• **Set problem**: Which lines in the items below contain the string "ymin", with case counting? Report each such line in full.

[Data listing]
::::

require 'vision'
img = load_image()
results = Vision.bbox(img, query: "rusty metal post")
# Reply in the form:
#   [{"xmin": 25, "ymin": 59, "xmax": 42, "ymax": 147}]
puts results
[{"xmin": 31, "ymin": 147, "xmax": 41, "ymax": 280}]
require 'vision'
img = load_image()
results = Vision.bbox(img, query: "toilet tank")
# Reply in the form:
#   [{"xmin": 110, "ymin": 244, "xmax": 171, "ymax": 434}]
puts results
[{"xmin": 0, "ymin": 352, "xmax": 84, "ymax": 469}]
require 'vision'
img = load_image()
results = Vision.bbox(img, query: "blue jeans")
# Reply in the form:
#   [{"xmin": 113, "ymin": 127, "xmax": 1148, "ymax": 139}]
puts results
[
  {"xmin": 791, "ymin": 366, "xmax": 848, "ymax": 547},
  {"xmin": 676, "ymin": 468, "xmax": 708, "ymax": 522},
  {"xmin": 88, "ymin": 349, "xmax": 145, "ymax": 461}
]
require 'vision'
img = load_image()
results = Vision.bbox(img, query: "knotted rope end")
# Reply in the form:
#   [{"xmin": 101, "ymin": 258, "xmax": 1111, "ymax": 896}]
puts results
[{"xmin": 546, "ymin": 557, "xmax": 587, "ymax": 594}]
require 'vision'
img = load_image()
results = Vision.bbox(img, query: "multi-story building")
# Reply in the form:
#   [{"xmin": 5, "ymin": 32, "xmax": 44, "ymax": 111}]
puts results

::::

• **The result**:
#   [{"xmin": 25, "ymin": 59, "xmax": 42, "ymax": 147}]
[{"xmin": 31, "ymin": 147, "xmax": 41, "ymax": 280}]
#   [{"xmin": 110, "ymin": 244, "xmax": 171, "ymax": 434}]
[{"xmin": 0, "ymin": 352, "xmax": 84, "ymax": 469}]
#   [{"xmin": 113, "ymin": 127, "xmax": 1148, "ymax": 139}]
  {"xmin": 791, "ymin": 366, "xmax": 848, "ymax": 547},
  {"xmin": 676, "ymin": 468, "xmax": 708, "ymax": 522},
  {"xmin": 88, "ymin": 349, "xmax": 145, "ymax": 461}
#   [{"xmin": 101, "ymin": 258, "xmax": 1111, "ymax": 896}]
[{"xmin": 546, "ymin": 557, "xmax": 587, "ymax": 594}]
#   [{"xmin": 5, "ymin": 32, "xmax": 44, "ymax": 111}]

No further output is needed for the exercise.